Aim>
Arrange the part of the listing that opens with the line containing "of the man in" and closes with the line containing "[[504, 304]]" as a Markdown table with the columns Row and Line, skipping blank lines.

## Start

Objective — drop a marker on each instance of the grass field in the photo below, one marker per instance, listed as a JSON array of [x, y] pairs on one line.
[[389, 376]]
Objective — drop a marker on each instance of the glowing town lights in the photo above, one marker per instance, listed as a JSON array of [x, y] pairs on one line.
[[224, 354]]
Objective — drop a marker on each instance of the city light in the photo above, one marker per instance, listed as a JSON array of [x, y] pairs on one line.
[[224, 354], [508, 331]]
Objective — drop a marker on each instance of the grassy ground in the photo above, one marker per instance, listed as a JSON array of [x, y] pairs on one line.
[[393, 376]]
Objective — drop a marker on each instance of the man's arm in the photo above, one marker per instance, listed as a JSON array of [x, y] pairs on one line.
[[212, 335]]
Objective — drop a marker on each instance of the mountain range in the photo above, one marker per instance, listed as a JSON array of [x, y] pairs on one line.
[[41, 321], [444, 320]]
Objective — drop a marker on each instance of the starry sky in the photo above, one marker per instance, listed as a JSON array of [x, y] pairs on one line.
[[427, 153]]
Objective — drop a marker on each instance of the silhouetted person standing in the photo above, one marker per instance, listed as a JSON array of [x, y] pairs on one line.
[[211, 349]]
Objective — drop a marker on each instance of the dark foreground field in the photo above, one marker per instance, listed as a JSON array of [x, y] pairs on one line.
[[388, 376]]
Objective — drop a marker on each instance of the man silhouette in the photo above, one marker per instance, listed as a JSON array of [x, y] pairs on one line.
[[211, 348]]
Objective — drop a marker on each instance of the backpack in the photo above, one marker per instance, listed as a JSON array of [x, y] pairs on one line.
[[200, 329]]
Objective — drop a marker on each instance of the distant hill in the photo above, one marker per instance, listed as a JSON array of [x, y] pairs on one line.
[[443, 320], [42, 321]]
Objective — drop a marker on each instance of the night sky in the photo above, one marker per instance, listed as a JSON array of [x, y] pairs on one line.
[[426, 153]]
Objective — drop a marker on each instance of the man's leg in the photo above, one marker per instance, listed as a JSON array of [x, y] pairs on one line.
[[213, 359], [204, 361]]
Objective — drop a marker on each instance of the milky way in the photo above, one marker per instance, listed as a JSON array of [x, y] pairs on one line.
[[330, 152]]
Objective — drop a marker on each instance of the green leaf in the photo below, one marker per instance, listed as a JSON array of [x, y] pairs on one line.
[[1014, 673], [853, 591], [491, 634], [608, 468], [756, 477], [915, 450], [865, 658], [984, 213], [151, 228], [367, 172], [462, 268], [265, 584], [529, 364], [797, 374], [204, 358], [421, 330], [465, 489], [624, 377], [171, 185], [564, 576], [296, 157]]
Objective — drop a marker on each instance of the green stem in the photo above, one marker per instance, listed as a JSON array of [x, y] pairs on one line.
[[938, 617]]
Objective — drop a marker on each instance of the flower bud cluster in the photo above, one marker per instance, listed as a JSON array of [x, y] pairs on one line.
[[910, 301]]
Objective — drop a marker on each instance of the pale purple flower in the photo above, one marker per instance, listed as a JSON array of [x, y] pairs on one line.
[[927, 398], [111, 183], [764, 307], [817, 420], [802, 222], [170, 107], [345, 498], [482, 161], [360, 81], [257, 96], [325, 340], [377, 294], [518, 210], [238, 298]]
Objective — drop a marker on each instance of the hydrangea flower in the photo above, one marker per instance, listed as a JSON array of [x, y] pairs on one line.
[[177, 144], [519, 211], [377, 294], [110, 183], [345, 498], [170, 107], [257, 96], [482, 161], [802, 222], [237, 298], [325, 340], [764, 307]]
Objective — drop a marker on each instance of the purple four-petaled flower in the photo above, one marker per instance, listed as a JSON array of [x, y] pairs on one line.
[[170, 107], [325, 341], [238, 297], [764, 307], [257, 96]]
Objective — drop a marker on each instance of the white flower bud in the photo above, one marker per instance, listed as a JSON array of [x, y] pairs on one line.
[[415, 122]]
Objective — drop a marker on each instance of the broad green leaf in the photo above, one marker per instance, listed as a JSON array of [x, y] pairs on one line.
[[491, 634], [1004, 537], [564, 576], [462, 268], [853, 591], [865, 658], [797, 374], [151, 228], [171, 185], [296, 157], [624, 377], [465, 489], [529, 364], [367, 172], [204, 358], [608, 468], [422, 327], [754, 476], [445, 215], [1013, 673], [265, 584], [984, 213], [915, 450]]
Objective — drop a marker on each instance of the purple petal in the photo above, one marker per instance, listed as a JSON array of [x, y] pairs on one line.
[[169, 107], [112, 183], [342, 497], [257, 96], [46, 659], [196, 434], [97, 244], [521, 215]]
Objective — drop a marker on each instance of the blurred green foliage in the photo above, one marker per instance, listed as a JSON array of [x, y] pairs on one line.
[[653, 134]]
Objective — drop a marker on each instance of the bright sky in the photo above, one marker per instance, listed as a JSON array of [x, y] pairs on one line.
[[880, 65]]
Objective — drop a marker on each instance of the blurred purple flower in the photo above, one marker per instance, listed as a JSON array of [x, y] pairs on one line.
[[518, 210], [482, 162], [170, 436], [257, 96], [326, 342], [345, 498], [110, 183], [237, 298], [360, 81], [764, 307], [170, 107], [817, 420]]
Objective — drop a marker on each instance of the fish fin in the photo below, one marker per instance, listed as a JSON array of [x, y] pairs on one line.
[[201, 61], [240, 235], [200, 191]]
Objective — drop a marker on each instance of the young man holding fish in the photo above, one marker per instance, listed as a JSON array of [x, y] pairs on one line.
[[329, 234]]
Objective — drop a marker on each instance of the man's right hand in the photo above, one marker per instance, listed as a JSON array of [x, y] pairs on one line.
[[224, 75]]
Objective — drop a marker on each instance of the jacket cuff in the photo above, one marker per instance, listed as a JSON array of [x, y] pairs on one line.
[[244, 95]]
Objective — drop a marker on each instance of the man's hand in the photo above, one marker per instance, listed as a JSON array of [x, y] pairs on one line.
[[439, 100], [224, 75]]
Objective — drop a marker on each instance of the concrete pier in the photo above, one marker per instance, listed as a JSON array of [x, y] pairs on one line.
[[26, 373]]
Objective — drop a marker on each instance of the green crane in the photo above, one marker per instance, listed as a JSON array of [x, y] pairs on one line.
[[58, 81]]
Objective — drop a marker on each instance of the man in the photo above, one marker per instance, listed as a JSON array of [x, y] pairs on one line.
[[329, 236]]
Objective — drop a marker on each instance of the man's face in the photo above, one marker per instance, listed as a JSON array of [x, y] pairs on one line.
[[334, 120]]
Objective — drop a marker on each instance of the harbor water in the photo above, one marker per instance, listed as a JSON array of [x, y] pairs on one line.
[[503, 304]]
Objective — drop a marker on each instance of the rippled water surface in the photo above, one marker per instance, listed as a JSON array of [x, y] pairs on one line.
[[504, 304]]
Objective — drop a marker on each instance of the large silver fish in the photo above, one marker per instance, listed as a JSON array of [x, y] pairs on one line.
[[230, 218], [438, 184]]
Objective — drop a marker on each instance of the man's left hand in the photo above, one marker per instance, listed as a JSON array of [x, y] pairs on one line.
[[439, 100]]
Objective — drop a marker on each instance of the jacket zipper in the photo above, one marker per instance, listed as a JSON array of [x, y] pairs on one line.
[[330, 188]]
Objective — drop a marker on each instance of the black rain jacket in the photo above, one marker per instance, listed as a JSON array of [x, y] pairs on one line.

## End

Correct answer>
| Row | Line |
|---|---|
| 1 | Objective — drop a marker on each instance of the man in the photo above, one marker per instance, listed as a JSON array of [x, y] pairs on one line. |
| 2 | [[329, 236]] |
| 3 | Objective — drop a marker on each instance of the man's face in the photo above, one marker per instance, listed as a JSON array of [x, y] pairs on one line. |
| 4 | [[334, 120]] |
| 5 | Objective — drop a marker on each instance of the harbor water in the photo above, one marker per instance, listed as a JSON array of [x, y] pairs on one line. |
| 6 | [[503, 304]] |
| 7 | Objective — drop a marker on each instance of the rippled water surface in the photo above, one marker per instance, listed as a JSON array of [x, y] pairs on one line. |
| 8 | [[504, 304]] |